─── PROVIDED DATA ───

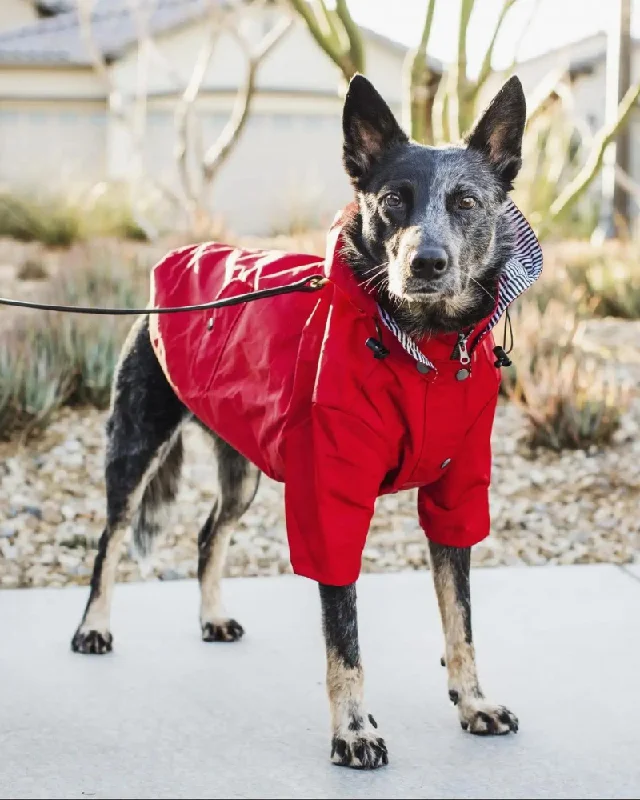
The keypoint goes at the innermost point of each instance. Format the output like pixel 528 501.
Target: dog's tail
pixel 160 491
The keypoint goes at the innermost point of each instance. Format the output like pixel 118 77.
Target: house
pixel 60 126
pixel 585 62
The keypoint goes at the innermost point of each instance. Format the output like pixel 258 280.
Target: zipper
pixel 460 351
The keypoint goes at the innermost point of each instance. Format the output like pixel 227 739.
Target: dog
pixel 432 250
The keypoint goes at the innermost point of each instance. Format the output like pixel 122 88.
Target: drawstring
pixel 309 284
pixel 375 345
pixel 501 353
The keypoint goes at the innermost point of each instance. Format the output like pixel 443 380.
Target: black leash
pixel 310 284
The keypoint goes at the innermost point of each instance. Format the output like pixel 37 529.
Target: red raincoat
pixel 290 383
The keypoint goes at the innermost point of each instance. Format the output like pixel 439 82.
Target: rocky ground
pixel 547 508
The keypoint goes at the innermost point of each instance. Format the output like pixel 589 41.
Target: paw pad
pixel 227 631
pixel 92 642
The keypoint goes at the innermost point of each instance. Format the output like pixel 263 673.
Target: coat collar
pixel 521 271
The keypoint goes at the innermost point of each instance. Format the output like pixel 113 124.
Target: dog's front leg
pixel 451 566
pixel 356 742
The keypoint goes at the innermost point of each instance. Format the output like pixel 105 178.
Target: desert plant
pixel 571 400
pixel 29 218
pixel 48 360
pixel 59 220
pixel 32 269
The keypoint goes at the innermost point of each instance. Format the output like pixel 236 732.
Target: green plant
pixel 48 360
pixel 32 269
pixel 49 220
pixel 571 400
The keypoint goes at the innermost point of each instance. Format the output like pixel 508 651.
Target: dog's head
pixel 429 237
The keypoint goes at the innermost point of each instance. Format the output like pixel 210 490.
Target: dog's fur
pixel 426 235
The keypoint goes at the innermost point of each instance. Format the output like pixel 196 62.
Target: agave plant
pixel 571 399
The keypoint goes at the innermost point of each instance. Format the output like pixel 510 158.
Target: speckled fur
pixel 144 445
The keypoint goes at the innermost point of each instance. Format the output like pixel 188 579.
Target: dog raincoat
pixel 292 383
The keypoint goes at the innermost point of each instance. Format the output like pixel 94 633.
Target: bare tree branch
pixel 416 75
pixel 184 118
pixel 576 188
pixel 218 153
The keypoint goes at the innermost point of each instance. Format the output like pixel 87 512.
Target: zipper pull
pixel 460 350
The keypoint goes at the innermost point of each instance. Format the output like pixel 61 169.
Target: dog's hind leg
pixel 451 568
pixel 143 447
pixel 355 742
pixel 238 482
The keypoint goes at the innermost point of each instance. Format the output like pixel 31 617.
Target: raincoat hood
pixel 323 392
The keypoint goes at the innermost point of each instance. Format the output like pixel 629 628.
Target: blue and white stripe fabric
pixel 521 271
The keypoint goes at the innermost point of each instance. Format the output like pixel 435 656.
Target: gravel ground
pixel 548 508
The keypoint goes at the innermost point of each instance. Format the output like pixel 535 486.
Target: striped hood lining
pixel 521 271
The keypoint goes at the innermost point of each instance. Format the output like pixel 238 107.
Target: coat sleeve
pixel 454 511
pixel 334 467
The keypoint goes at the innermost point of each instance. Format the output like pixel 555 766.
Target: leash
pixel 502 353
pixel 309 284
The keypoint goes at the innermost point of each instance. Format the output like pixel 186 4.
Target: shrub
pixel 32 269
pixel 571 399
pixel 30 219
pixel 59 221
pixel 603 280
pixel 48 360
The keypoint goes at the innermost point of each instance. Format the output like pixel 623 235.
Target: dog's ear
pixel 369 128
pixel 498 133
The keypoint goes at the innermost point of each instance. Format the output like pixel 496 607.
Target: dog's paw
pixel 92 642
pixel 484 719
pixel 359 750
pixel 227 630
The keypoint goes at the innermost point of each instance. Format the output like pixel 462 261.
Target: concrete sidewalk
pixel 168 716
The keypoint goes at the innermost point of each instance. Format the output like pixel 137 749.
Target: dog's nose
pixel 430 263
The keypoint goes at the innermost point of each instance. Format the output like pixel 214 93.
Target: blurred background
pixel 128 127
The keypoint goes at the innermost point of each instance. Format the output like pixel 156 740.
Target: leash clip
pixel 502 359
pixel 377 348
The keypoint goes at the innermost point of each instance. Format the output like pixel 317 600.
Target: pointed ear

───

OBJECTIVE:
Copy every line of the records above word for word, leaving out the pictures.

RESULT OF THIS TASK:
The keypoint goes at the innermost point of each instance. Format the output like pixel 528 501.
Target: dog's tail
pixel 160 491
The keypoint goes at the innermost point of each instance. Format the output like pixel 118 77.
Target: house
pixel 60 126
pixel 585 62
The keypoint goes at the innermost point of each instance. Format the output like pixel 258 280.
Target: zipper
pixel 460 351
The keypoint goes at the innermost point of each instance. Format the output like pixel 227 739.
Target: dog
pixel 432 250
The keypoint goes at the innermost point of each instance. Format the output like pixel 122 88.
Target: drawstring
pixel 309 284
pixel 375 345
pixel 501 353
The keypoint goes at the innermost point of each instance. Format the output like pixel 443 380.
Target: black leash
pixel 310 284
The keypoint goes at the innermost point of each instance. Format the output like pixel 37 529.
Target: red raincoat
pixel 290 383
The keypoint goes at the innermost point of each instance. Format the output like pixel 439 82.
Target: rocky ground
pixel 547 508
The keypoint goes at the innermost point of each instance. Format the output like pixel 589 41.
Target: paw pad
pixel 227 631
pixel 92 642
The keypoint goes at the innermost point of each instance. Format the output like pixel 263 673.
Target: coat collar
pixel 521 271
The keypoint goes at the innermost point of each instance. Format the output like pixel 113 124.
Target: dog's front leg
pixel 451 566
pixel 356 742
The keypoint goes at the innermost point of each instance. Format the output like pixel 105 178.
Target: desert plant
pixel 571 400
pixel 29 218
pixel 48 360
pixel 59 220
pixel 32 269
The keypoint goes at the innermost point of each instance. Format the output like pixel 236 732.
Target: green plant
pixel 48 360
pixel 32 269
pixel 49 220
pixel 571 400
The keypoint goes at the innermost point of each instance. Format the output like pixel 508 651.
Target: dog's head
pixel 429 237
The keypoint goes at the innermost point of each instance. Format the output like pixel 210 490.
Target: dog's fur
pixel 426 235
The keypoint goes at the innermost point of each instance. Format the output like pixel 196 62.
Target: agave plant
pixel 571 399
The keypoint goes at the innermost point of each instance. Format the output like pixel 510 158.
Target: speckled fur
pixel 144 445
The keypoint goes at the innermost point of each instance. Format the output like pixel 188 579.
Target: dog raincoat
pixel 292 383
The keypoint goes at the innermost point of each instance. Format the output like pixel 94 633.
Target: bare tree branch
pixel 416 75
pixel 184 118
pixel 576 188
pixel 218 153
The keypoint goes at the innermost point of each instance. Format the output like pixel 87 512.
Target: zipper pull
pixel 460 350
The keypoint goes at the innermost point of each instance. Format the output like pixel 61 169.
Target: dog's hind leg
pixel 451 568
pixel 143 447
pixel 355 742
pixel 238 482
The keypoint goes at the innermost point of each instance. Format the output like pixel 31 617.
Target: raincoat hood
pixel 323 392
The keypoint goes at the innermost point of each instance. Format the output like pixel 629 628.
Target: blue and white stripe fabric
pixel 521 271
The keypoint goes at the innermost point of each instance. Format the output like pixel 435 656.
Target: gravel ground
pixel 548 508
The keypoint goes at the innermost point of each instance. Format the output like pixel 535 486.
Target: striped hood lining
pixel 521 271
The keypoint goes at the innermost point of each instance. Format the output like pixel 238 107.
Target: coat sleeve
pixel 454 511
pixel 334 467
The keypoint goes at the innermost point of each instance. Format the output like pixel 555 766.
Target: leash
pixel 502 353
pixel 309 284
The keypoint goes at the innermost point of each instance. Format the output like pixel 186 4.
Target: shrub
pixel 32 269
pixel 571 399
pixel 30 219
pixel 59 221
pixel 603 280
pixel 48 360
The keypoint goes at the innermost point of each instance. Format the output like pixel 623 235.
Target: dog's ear
pixel 369 128
pixel 498 133
The keypoint goes at the innermost point of each instance. Format the output like pixel 496 607.
Target: dog's paw
pixel 92 642
pixel 484 719
pixel 359 750
pixel 227 630
The keypoint goes at the innermost point of each instance. Format the output like pixel 462 261.
Target: concrete sidewalk
pixel 168 716
The keypoint goes at the innermost point of each instance. Format the output like pixel 137 749.
Target: dog's nose
pixel 430 263
The keypoint goes at the innermost point of each instance. Format the output like pixel 214 93.
Target: blurred background
pixel 128 127
The keypoint goes at the innermost point of each instance. Format the output like pixel 156 740.
Target: leash clip
pixel 502 359
pixel 377 348
The keypoint goes at the innermost point of each instance. Format the output like pixel 317 600.
Target: pointed ear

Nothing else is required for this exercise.